- [TEXT SHOWN]
- - - -

Dr Ravi Tomar discusses why the medical school curriculum must include health technology
Medical school plays a major role in shaping the careers of our future doctors. I still remember how the quality of teaching I received in neurology was far above what I received in many of the other big specialities; that made, what is notoriously one of the more complex fields, simple. The same however cannot be said of health technology, which remains entirely absent from the medical school curriculum.
Up until my first year as a qualified GP, technology in health had always existed with an air of mystery. A subject only for those who possess an accepting “hybrid” mind, halfway between computer programmer and doctor.
After medical school and junior doctor training, GP training consists of three years of focused study and practice. These years include a breadth of medical subjects in significant depth, but not to specialist level. Although this clinical training prepares graduates for patient consultations and the ability to manage most medical cases within the community, it does not provide exposure to the practical implementations of health technology which play a large role in life as a GP, especially in a post-COVID-19 reality. The lack of health technology in core medical education results in GPs trying to navigate the med-tech landscape when they are already in practice, which we have seen poses many challenges.

- - - -

- [DATA EXTRACT]
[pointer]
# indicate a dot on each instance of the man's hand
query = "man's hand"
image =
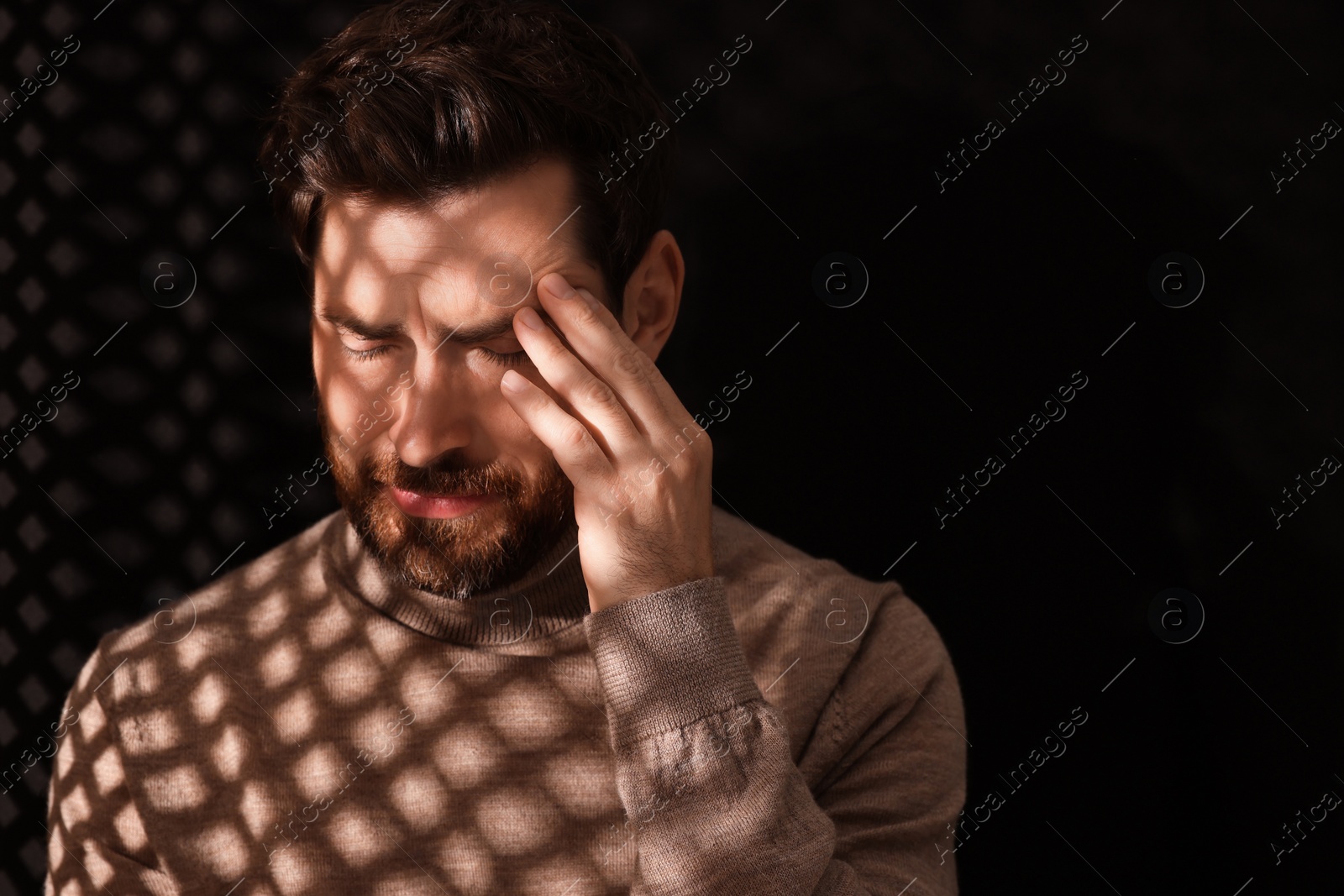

- - - -

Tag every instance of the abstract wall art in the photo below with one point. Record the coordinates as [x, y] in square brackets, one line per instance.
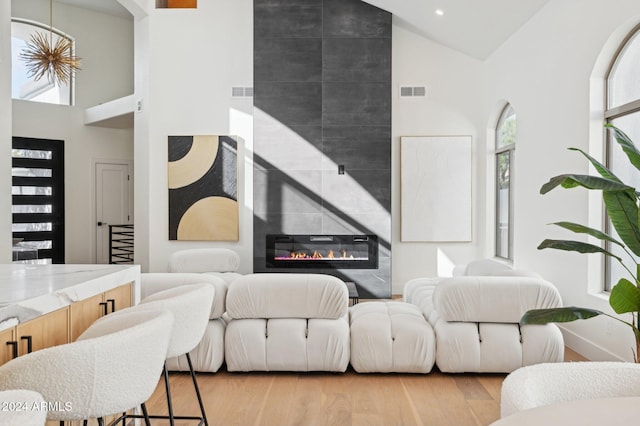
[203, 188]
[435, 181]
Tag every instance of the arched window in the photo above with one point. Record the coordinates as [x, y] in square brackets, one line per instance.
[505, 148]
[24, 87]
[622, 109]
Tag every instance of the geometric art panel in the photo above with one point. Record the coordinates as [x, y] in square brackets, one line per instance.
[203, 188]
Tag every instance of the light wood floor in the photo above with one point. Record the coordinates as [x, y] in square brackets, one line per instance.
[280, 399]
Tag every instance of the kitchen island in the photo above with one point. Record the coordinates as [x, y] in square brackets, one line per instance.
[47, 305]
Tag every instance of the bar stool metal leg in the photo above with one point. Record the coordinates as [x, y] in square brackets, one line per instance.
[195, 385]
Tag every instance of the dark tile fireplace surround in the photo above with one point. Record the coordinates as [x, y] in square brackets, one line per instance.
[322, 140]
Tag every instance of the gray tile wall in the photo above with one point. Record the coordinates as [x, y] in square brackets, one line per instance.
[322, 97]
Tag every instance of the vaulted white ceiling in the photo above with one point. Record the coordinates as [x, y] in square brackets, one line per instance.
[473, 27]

- - - -

- [TASK STATEMENT]
Could you reproduce, word for word, the stretch from "After medical school" through "poses many challenges." in the article on health technology in the medical curriculum? The entries have nothing to do with the article on health technology in the medical curriculum.

- [RESPONSE AREA]
After medical school and junior doctor training, GP training consists of three years of focused study and practice. These years include a breadth of medical subjects in significant depth, but not to specialist level. Although this clinical training prepares graduates for patient consultations and the ability to manage most medical cases within the community, it does not provide exposure to the practical implementations of health technology which play a large role in life as a GP, especially in a post-COVID-19 reality. The lack of health technology in core medical education results in GPs trying to navigate the med-tech landscape when they are already in practice, which we have seen poses many challenges.